TASK TO CARRY OUT
Nothing but a number is needed here; count the lines of the listing that include "falling".

○ ○ ○

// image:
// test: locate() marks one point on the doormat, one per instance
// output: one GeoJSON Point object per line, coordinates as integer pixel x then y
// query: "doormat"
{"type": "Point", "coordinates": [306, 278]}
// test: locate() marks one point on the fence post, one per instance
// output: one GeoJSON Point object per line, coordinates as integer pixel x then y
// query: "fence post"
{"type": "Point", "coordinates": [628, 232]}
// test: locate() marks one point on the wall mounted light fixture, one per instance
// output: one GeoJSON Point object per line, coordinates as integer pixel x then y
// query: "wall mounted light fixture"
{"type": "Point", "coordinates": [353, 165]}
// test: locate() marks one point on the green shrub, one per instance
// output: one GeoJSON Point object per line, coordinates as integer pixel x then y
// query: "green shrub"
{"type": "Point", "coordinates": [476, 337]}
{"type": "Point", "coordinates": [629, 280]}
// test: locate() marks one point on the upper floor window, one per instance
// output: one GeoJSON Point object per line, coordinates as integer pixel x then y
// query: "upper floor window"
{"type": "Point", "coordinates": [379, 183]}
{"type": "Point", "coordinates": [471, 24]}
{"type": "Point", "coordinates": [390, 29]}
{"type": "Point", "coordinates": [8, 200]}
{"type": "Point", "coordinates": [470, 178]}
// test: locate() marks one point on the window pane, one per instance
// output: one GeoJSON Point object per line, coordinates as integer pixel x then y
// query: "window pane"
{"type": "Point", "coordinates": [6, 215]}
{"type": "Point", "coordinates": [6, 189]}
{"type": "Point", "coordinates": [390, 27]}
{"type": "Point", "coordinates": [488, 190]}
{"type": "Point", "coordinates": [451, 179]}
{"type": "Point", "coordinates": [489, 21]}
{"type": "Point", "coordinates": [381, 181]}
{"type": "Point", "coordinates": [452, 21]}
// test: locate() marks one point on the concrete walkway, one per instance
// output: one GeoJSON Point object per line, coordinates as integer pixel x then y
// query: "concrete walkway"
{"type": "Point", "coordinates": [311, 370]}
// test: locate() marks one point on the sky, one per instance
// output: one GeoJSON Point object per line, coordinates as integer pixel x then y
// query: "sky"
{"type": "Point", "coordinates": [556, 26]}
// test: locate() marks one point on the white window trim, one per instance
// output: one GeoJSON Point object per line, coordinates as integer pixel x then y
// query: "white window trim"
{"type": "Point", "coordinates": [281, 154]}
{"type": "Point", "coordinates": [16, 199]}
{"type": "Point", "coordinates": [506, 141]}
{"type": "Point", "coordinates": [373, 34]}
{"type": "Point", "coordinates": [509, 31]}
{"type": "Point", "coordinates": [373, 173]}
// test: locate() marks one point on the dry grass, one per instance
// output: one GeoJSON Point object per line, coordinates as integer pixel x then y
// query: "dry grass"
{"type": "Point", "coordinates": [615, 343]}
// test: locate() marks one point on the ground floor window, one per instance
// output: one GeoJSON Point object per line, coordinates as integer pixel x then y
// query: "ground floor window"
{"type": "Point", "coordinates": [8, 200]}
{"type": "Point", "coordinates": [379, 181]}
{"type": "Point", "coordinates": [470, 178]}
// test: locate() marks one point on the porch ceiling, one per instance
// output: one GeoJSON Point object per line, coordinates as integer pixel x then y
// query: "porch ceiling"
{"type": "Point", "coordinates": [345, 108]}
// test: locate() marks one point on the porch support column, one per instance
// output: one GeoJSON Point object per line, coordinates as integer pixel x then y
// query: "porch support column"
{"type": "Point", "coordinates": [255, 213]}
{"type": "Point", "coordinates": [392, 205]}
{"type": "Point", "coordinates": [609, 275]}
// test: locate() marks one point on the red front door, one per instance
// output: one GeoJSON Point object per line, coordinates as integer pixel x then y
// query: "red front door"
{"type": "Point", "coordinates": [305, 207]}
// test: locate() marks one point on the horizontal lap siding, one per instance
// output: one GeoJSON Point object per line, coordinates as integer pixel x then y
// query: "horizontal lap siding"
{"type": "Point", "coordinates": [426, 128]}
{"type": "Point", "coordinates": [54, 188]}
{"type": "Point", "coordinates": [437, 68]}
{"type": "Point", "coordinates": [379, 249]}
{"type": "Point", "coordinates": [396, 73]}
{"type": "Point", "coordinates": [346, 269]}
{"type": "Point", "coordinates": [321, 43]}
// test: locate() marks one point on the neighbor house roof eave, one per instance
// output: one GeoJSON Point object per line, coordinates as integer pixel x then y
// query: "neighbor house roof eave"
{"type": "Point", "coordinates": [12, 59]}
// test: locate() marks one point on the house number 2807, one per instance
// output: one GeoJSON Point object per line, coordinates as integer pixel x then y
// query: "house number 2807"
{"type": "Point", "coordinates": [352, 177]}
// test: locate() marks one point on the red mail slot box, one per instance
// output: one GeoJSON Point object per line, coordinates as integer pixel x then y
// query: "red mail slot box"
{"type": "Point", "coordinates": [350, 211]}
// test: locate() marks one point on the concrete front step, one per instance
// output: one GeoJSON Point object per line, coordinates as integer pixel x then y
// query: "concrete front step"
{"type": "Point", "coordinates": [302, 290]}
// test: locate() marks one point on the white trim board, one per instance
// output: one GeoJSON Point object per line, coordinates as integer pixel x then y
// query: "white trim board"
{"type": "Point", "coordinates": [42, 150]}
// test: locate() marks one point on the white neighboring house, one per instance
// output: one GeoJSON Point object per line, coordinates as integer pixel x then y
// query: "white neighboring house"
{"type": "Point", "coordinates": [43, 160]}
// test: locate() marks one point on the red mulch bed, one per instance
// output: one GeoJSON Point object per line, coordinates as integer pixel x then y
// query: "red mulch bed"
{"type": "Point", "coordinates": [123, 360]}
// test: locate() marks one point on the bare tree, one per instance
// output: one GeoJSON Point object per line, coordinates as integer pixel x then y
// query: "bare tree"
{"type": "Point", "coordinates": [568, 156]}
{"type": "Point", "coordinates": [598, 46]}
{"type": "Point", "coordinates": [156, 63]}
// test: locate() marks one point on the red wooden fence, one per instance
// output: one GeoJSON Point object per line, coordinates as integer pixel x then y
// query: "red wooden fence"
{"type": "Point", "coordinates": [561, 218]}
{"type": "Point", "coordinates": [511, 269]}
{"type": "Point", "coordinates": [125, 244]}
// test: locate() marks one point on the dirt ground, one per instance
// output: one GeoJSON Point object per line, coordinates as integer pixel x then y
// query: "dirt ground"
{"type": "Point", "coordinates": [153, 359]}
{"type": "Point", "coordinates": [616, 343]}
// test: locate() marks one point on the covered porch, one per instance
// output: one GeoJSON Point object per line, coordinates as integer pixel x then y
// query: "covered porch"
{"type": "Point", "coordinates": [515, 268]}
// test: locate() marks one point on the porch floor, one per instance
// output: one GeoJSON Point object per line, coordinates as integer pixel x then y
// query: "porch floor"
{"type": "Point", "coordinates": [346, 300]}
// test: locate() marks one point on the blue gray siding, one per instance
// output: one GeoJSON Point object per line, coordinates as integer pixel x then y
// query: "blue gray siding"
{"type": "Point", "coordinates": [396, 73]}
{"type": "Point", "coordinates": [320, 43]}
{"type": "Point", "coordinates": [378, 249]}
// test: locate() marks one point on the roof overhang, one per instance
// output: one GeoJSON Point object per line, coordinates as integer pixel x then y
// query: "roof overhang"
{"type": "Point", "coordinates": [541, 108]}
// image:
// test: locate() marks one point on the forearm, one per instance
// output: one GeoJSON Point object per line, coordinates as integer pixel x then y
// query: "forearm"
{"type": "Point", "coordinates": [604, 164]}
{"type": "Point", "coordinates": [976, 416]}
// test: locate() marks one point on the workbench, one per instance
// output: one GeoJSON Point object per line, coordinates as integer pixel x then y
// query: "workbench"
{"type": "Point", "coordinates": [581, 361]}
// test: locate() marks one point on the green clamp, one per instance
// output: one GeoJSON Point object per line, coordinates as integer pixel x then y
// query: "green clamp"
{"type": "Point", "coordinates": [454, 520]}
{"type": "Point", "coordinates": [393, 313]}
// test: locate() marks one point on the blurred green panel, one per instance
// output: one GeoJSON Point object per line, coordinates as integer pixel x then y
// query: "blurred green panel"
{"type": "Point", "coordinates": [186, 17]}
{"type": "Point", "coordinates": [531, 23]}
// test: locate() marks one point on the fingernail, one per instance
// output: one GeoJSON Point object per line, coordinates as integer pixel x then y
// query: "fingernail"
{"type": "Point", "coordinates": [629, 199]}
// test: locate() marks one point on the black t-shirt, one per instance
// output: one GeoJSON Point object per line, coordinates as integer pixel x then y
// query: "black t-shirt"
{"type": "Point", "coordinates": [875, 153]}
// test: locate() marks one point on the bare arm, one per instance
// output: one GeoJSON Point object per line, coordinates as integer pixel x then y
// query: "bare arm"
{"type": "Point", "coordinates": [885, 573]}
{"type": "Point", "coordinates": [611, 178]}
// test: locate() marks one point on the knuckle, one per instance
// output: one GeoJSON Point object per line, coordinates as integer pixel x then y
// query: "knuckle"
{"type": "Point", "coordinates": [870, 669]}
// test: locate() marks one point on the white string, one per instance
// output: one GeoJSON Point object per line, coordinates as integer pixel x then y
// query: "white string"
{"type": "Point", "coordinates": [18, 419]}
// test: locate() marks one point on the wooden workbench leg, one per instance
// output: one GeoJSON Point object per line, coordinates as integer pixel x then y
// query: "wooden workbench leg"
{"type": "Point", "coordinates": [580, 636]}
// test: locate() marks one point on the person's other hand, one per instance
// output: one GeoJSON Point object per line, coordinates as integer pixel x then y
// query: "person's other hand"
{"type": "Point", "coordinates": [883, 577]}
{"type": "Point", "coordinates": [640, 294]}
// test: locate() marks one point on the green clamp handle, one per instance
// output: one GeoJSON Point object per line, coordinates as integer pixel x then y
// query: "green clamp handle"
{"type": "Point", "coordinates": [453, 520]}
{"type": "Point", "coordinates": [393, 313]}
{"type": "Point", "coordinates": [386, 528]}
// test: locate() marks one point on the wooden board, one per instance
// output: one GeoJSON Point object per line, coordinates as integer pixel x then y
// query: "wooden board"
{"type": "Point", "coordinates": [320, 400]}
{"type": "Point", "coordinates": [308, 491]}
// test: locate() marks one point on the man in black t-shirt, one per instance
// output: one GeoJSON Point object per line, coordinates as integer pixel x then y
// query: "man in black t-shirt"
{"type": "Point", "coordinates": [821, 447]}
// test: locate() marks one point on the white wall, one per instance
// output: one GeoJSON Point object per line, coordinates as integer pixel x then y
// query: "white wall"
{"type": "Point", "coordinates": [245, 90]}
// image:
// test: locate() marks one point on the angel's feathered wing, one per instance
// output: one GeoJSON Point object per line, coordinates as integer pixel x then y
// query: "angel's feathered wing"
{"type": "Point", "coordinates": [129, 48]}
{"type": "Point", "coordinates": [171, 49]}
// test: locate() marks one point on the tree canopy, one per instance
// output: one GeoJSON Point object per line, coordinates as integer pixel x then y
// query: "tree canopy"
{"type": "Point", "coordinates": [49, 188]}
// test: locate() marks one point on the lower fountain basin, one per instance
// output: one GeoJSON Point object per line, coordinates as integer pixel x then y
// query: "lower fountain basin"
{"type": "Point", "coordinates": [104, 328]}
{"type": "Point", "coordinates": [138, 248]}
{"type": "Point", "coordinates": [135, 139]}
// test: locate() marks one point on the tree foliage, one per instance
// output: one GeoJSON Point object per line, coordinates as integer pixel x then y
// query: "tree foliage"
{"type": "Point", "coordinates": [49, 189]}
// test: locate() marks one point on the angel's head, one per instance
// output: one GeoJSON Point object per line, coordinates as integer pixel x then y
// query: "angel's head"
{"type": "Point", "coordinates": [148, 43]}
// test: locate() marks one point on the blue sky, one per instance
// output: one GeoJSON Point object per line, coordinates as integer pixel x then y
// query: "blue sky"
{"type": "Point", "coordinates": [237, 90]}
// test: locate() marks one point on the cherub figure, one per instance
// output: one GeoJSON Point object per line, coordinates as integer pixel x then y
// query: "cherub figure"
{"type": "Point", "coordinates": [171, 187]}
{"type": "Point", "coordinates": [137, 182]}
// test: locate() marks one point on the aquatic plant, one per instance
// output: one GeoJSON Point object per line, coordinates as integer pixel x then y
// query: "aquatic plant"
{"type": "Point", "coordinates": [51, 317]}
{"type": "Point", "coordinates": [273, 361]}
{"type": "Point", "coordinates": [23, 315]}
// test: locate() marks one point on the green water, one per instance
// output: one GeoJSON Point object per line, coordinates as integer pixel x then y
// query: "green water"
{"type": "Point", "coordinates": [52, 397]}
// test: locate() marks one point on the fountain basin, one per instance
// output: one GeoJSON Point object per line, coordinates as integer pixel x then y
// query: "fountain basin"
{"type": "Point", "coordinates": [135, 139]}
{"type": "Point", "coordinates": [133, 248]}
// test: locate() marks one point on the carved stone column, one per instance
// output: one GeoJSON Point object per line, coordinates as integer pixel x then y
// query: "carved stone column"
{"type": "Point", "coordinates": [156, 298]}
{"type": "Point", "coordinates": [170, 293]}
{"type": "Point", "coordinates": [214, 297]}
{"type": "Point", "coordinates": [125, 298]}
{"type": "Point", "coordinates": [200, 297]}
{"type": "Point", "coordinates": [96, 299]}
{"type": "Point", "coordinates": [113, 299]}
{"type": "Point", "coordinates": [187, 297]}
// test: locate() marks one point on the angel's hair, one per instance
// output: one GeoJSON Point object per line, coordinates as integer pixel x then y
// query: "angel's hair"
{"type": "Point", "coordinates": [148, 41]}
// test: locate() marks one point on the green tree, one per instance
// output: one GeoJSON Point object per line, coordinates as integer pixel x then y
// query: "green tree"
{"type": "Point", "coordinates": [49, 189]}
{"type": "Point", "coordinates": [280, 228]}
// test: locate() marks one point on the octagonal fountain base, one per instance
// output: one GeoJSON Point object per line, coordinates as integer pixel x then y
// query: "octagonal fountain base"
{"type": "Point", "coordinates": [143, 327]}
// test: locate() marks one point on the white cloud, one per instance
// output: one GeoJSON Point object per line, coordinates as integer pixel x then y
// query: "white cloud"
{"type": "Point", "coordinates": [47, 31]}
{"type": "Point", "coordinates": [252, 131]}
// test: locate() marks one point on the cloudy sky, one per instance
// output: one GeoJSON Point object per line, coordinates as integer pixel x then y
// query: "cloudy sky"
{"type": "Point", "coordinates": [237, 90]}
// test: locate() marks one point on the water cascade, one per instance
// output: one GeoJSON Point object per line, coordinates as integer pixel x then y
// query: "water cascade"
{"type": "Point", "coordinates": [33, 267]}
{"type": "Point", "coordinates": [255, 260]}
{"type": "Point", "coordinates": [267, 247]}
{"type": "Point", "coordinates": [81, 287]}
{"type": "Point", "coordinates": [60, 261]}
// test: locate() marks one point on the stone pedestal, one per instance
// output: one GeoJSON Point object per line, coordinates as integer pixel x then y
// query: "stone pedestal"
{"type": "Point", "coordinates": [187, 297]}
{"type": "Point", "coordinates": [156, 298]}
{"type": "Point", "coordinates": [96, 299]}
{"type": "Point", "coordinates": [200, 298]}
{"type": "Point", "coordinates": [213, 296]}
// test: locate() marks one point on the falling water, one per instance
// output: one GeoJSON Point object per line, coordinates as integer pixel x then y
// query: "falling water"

○ ○ ○

ANSWER TO THE EXERCISE
2